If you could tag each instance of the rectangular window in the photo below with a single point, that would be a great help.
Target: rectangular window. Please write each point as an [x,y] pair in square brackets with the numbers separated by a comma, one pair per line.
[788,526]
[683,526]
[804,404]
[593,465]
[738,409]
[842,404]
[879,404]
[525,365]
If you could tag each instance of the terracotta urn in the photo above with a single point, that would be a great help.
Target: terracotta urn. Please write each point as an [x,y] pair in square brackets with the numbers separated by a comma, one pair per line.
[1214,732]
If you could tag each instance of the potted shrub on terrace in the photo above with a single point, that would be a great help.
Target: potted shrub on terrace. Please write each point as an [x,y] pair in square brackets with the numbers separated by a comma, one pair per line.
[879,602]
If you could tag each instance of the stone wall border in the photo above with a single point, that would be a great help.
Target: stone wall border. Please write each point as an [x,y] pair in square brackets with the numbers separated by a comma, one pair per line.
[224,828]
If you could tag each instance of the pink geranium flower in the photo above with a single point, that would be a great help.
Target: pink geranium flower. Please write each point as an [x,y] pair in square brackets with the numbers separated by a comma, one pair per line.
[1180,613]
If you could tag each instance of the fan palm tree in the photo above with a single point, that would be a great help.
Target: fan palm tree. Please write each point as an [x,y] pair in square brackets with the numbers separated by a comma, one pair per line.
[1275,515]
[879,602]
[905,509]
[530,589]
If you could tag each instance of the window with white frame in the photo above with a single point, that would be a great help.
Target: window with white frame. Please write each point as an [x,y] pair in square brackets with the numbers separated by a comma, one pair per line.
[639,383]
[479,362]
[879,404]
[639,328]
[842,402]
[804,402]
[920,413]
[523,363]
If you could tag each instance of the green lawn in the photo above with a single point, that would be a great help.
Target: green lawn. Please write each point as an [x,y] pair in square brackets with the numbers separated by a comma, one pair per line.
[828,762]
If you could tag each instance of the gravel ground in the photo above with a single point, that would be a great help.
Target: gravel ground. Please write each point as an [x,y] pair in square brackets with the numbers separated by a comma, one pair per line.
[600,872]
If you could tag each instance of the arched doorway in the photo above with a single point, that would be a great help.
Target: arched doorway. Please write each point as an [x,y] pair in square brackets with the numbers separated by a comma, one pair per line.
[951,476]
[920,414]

━━━━━━━━

# Exercise aim:
Format all of the data above as a Markdown table with two columns, Row and Text. Number each line in order and leave out blank lines.

# Task response:
| Row | Text |
|---|---|
| 1 | If you could tag each instance of the rectangular window in the photo below with a single point, that would be a great help. |
| 2 | Target: rectangular window. Please write each point as an [x,y] pair in square brackets with the numbers separated by a comma, one pair per line. |
| 3 | [788,526] |
| 4 | [683,526] |
| 5 | [804,404] |
| 6 | [593,465] |
| 7 | [738,409] |
| 8 | [842,404] |
| 9 | [879,404] |
| 10 | [525,365] |
| 11 | If you could tag each instance of the terracotta urn in the photo above with a single point, that would be a great help. |
| 12 | Target: terracotta urn. Please write each point as an [x,y] pair in square brackets with the numbers separated by a comma, one pair per line. |
| 13 | [1214,732] |
| 14 | If you could tag each instance of the potted shrub on terrace in the photo above with a single point, that would be a great help. |
| 15 | Target: potted shrub on terrace. Please write each point as an [x,y] pair in square brackets with the numbers separated by a comma, one pair per line. |
| 16 | [879,602] |
| 17 | If you could tag each instance of the stone wall border in the photo above with a single point, that would be a great help. |
| 18 | Target: stone wall border. Please write each point as an [x,y] pair in square brackets with the numbers separated by a comma, one pair per line. |
| 19 | [224,828] |
| 20 | If you could tag each instance of the pink geranium flower in the photo above with a single point, that would be a great help. |
| 21 | Target: pink geranium flower. Please write each point as an [x,y] pair in square brackets with the numbers separated by a comma, one pair per line. |
| 22 | [1180,613] |
| 23 | If you could tag each instance of the fan palm tree in the photo above with a single point, that would be a great help. |
| 24 | Target: fan palm tree. Please write each point as an [x,y] pair in square brackets with the numbers separated by a comma, one pair per line. |
| 25 | [1275,515] |
| 26 | [879,602] |
| 27 | [905,509] |
| 28 | [530,589] |
| 29 | If you could tag each instance of the window with white frame in the photo above with a single point, that would be a great help. |
| 30 | Target: window with white frame. Please write each point as an [x,y] pair in square brackets with the numbers separated by a comma, one pair per line. |
| 31 | [639,383] |
| 32 | [479,362] |
| 33 | [879,404] |
| 34 | [639,328] |
| 35 | [842,402] |
| 36 | [804,402] |
| 37 | [920,413] |
| 38 | [523,363] |
| 39 | If you could tag each instance of the green lawn in the photo above with a single point, that would be a great help. |
| 40 | Target: green lawn. Please write each point as an [x,y] pair in square brackets with the numbers separated by a comma, one pair per line. |
| 41 | [828,762] |
| 42 | If you could tag each instance of the gravel ground in the photo above with a single point, that would be a great help. |
| 43 | Target: gravel ground. Please write each point as an [x,y] pair in square brackets with the numbers separated by a comma, one pair per line. |
| 44 | [600,872] |
| 45 | If you could tag each instance of the arched doorway in the photo above with a single point, that would be a great help. |
| 46 | Target: arched doorway. Please write each point as an [x,y] pair in square brackets with the numbers separated by a comma, one pair per line. |
| 47 | [951,476] |
| 48 | [920,414] |